Give all of the data below as a Markdown table with the columns Row and Line. Put each nonblank line in its own numbered row and leave out blank lines.

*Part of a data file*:

▽

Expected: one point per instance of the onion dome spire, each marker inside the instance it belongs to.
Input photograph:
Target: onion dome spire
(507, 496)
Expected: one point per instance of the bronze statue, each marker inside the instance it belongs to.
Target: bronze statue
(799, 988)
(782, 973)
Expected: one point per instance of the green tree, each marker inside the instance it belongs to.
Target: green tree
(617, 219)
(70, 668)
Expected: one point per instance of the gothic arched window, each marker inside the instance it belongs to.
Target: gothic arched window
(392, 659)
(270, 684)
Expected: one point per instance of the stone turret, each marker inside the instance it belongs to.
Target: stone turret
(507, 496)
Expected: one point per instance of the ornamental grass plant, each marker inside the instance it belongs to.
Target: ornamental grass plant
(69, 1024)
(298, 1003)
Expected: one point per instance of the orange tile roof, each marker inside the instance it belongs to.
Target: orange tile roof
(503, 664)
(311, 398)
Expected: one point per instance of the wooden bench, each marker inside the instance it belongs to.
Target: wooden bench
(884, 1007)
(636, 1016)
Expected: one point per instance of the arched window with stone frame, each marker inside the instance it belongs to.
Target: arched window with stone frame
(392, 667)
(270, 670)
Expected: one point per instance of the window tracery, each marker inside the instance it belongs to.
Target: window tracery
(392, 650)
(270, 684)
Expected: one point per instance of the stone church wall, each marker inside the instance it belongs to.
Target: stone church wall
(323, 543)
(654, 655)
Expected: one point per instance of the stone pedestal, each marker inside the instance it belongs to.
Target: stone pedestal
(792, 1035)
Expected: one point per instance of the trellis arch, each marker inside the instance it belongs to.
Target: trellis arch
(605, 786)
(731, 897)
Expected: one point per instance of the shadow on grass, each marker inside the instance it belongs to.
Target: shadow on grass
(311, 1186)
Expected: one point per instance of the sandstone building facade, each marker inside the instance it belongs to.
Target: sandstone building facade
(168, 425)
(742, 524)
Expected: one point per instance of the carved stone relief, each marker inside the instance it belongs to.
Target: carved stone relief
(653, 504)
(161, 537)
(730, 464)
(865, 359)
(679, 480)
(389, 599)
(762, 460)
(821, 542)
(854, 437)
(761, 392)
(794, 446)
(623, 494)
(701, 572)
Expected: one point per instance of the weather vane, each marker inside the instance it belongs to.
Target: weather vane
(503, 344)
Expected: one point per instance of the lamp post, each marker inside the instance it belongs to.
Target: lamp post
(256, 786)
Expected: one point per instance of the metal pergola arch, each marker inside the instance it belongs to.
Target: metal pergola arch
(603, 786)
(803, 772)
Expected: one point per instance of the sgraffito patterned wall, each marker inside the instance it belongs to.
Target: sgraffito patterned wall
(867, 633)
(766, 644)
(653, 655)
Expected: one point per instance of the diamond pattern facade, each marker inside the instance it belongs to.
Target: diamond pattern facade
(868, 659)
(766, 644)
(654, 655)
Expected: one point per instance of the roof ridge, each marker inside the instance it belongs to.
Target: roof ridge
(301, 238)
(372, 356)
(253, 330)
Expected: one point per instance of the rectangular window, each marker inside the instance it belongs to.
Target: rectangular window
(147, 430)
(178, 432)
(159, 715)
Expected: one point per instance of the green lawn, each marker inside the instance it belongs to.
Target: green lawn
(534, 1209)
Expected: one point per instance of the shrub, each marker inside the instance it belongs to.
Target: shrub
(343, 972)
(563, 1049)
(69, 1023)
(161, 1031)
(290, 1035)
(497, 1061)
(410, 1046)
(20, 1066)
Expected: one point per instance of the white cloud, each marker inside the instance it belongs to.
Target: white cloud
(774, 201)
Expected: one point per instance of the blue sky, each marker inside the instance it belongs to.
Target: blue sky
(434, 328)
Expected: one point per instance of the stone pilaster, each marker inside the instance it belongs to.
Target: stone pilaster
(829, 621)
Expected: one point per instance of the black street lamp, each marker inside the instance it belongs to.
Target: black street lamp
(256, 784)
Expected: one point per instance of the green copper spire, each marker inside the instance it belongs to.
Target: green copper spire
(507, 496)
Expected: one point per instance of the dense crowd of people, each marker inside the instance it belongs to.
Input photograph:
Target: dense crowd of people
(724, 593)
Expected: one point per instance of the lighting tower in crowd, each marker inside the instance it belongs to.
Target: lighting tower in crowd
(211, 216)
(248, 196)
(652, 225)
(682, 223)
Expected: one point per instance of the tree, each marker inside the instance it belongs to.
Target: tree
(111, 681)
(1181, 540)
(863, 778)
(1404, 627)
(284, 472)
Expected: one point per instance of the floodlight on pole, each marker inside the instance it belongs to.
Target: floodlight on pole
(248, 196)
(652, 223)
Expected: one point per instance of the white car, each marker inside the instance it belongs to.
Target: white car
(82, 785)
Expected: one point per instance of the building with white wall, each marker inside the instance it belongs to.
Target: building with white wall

△

*Worked solution*:
| Row | Line |
|---|---|
| 1 | Expected: one point per instance of the onion dome spire, each marker inside the instance it belongs to. |
| 2 | Input photograph: |
| 3 | Target: onion dome spire |
| 4 | (507, 496) |
| 5 | Expected: one point per instance of the bronze statue, each marker inside the instance it belongs to. |
| 6 | Target: bronze statue |
| 7 | (799, 988) |
| 8 | (782, 973) |
| 9 | Expected: one point per instance of the green tree, each marker inside the instance it belongs to. |
| 10 | Target: green tree |
| 11 | (617, 219) |
| 12 | (70, 668) |
| 13 | Expected: one point per instance of the gothic arched window, each marker inside the instance it belongs to. |
| 14 | Target: gothic arched window |
| 15 | (392, 659) |
| 16 | (270, 684) |
| 17 | Expected: one point per instance of the stone turret, each marker inside the instance it belongs to. |
| 18 | Target: stone turret |
| 19 | (507, 496) |
| 20 | Expected: one point per instance of the ornamental grass plant, each marker inside the instance it belongs to. |
| 21 | Target: ornamental grass plant |
| 22 | (69, 1024) |
| 23 | (298, 1003) |
| 24 | Expected: one point per instance of the orange tile roof, each marker inside the instance it belongs to. |
| 25 | Target: orange tile roof |
| 26 | (503, 664) |
| 27 | (311, 398) |
| 28 | Expected: one point per instance of the wooden bench, each marker inside the instance it belongs to. |
| 29 | Target: wooden bench |
| 30 | (884, 1007) |
| 31 | (636, 1016) |
| 32 | Expected: one point per instance of the arched window with stone frame, each marker inside the instance it belongs to. |
| 33 | Target: arched window with stone frame |
| 34 | (392, 667) |
| 35 | (270, 670) |
| 36 | Expected: one point per instance of the window tracery, each marker inside the instance it belongs to. |
| 37 | Target: window tracery |
| 38 | (392, 650) |
| 39 | (270, 684) |
| 40 | Expected: one point per instance of the stone church wall, each marker inside the instance it belongs to. |
| 41 | Target: stone church wall |
| 42 | (323, 543) |
| 43 | (654, 655) |
| 44 | Expected: one point per instance of the stone pedestal, each marker inside the instance it belongs to. |
| 45 | Target: stone pedestal |
| 46 | (792, 1035) |
| 47 | Expected: one point per instance of the trellis arch, each marker inside the instance it belongs to. |
| 48 | Target: trellis arch |
| 49 | (605, 786) |
| 50 | (731, 897) |
| 51 | Expected: one point per instance of the shadow on grass, each marker inside the instance it belongs to. |
| 52 | Target: shadow on grass |
| 53 | (311, 1186) |
| 54 | Expected: one point per instance of the sandstone building facade, each marker inside the instance it belongs to. |
| 55 | Target: sandstone building facade |
| 56 | (168, 425) |
| 57 | (742, 524) |
| 58 | Expected: one point per instance of the carved stone relief, each marker inside the instance it belongs to. |
| 59 | Target: carved stone relief |
| 60 | (653, 504) |
| 61 | (161, 537) |
| 62 | (730, 464) |
| 63 | (865, 359) |
| 64 | (679, 480) |
| 65 | (389, 599) |
| 66 | (762, 460) |
| 67 | (821, 542) |
| 68 | (854, 437) |
| 69 | (761, 392) |
| 70 | (794, 446) |
| 71 | (623, 494) |
| 72 | (701, 572) |
| 73 | Expected: one point per instance of the weather vane, each marker inside the instance it belongs to. |
| 74 | Target: weather vane |
| 75 | (503, 344) |
| 76 | Expected: one point per instance of the lamp post, each marker inside the instance it belongs to. |
| 77 | Target: lamp post |
| 78 | (256, 786) |
| 79 | Expected: one point per instance of the metal pergola arch, each marker inside the instance it belongs to. |
| 80 | Target: metal pergola arch |
| 81 | (603, 786) |
| 82 | (803, 772) |
| 83 | Expected: one point per instance of the sgraffito patterned wall, each marker inside the instance it belongs to. |
| 84 | Target: sgraffito patterned wall |
| 85 | (867, 633) |
| 86 | (766, 644) |
| 87 | (653, 655) |
| 88 | Expected: one point per instance of the diamond pattern facade, each marker inside the instance it belongs to. |
| 89 | Target: diamond pattern facade |
| 90 | (868, 659) |
| 91 | (766, 644) |
| 92 | (654, 655) |
| 93 | Expected: one point per instance of the roof ridge, each marker inside the instance it belongs to. |
| 94 | Target: roof ridge |
| 95 | (301, 238) |
| 96 | (372, 356) |
| 97 | (253, 330) |
| 98 | Expected: one point per instance of the rectangular window, each marker inside the instance it belongs to. |
| 99 | Target: rectangular window |
| 100 | (147, 430) |
| 101 | (178, 432) |
| 102 | (159, 715) |
| 103 | Expected: one point per instance of the green lawn, each marker inside the instance it belongs to. |
| 104 | Target: green lawn |
| 105 | (534, 1209) |
| 106 | Expected: one point per instance of the shrub, each marker inside the instance it belongs to. |
| 107 | Target: shrub |
| 108 | (343, 972) |
| 109 | (563, 1049) |
| 110 | (69, 1023) |
| 111 | (161, 1031) |
| 112 | (290, 1035) |
| 113 | (497, 1061) |
| 114 | (410, 1046) |
| 115 | (20, 1066) |
| 116 | Expected: one point per instance of the white cloud, each marker inside the instance it belongs to. |
| 117 | Target: white cloud |
| 118 | (774, 201) |
| 119 | Expected: one point per instance of the blue sky, each marker inside the instance it belongs to. |
| 120 | Target: blue sky |
| 121 | (434, 328) |
| 122 | Expected: one point per instance of the stone pilaster, each marker inside the instance it belongs to. |
| 123 | Target: stone pilaster |
| 124 | (829, 621) |
| 125 | Expected: one point per instance of the black street lamp, each marker inside the instance it belongs to. |
| 126 | Target: black street lamp |
| 127 | (256, 784) |
| 128 | Expected: one point per instance of the green copper spire, each marker inside the instance it belongs to. |
| 129 | Target: green copper spire |
| 130 | (507, 496) |
| 131 | Expected: one point per instance of the dense crowd of people, each marker inside the instance it belongs to. |
| 132 | Input photograph: |
| 133 | Target: dense crowd of people |
| 134 | (724, 593) |
| 135 | Expected: one point per instance of the lighting tower in crowd, each marker inside the instance it belongs to. |
| 136 | Target: lighting tower in crowd |
| 137 | (211, 216) |
| 138 | (248, 196) |
| 139 | (652, 225) |
| 140 | (682, 223) |
| 141 | Expected: one point per instance of the tree, each marker inside the instance it belongs to. |
| 142 | Target: tree |
| 143 | (111, 681) |
| 144 | (1181, 540) |
| 145 | (863, 778) |
| 146 | (1404, 627) |
| 147 | (284, 472) |
| 148 | Expected: one point per instance of the floodlight on pole, each marker inside the instance it belongs to. |
| 149 | Target: floodlight on pole |
| 150 | (248, 196) |
| 151 | (652, 223) |
| 152 | Expected: one point per instance of the white car, each marker inside the instance it belongs to. |
| 153 | Target: white car |
| 154 | (82, 785) |
| 155 | Expected: one point per instance of the building with white wall, each marker inside the instance it belongs to. |
| 156 | Target: building with white wall |